_TEXT PASSAGE_
Your Company is positioned on a growth trajectory and is actively pursuing both exploration opportunities and appraisal / development of discoveries established in its existing portfolio. To finance this growth, the Company needs financial resources in the immediate term and hence your Directors do not recommend any dividend for the year


Your Company has not accepted any deposits from public and as such, no amount on account of principal or interest are outstanding as at the balance sheet date.


Details of loans, guarantees and investments covered under the provisions of Section 186 of the Companies Act, 2013 have been disclosed in the Standalone Financial Statements provided in this Annual Report.


There is no change in the nature of business carried out by the Company.


There is no change in share capital during the year. The company has not issued any shares with differential rights as to voting, dividend or otherwise.

_DATA SEGMENT_
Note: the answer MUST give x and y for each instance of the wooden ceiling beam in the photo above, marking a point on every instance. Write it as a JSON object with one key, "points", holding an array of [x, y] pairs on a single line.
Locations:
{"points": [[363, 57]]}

_PROBLEMS_
[1] According to the annual report excerpt, why do the Directors not recommend any dividend for the year?
[2] Extend the annual report excerpt by writing what follows its final sentence.

_TASK-BY-TASK ANSWERS_
[1] The Company needs financial resources in the immediate term to finance its growth.

[2]
Your Company is now identified as a "Listed entity with no promoter" with effect from March 13, 2023 and is led by a qualified and experienced management team who have experience and knowledge in the oil and gas sector, including in the fields of administration, marketing and human resource management.


Your Company has two subsidiaries namely, Hindage Oilfield Services Limited and Geopetrol International Inc.

Hindage Oilfield Services Limited:

Hindage Oilfield Services Limited (Hindage) is in the business of Oil Field Services (OFES).

Geopetrol International Inc.:

Geopetrol International Inc. (GPII) is a Company incorporated in the Republic of Panama. GPII is registered as a foreign company in India and operates through an Indian Project Office. GPII has 25% participating interest in Kharsang oil field in Arunachal Pradesh.

GPII holds the entire share capital of Geopetrol Mauritius Ltd (GML), a company established under the laws of Mauritius holding Category I Global Business License, which is in the business of investment in oil and gas exploration and services.

GML has an Indian Associate Company viz., Geoenpro Petroleum Limited (Geoenpro), in which GML holds 50% of the paid-up share capital. Geoenpro is the Operator of Kharsang Block with 10% participating interest.

There has been no material change in the business of the subsidiaries. During the year, the Board of Directors of your Company have reviewed the affairs of the subsidiary companies.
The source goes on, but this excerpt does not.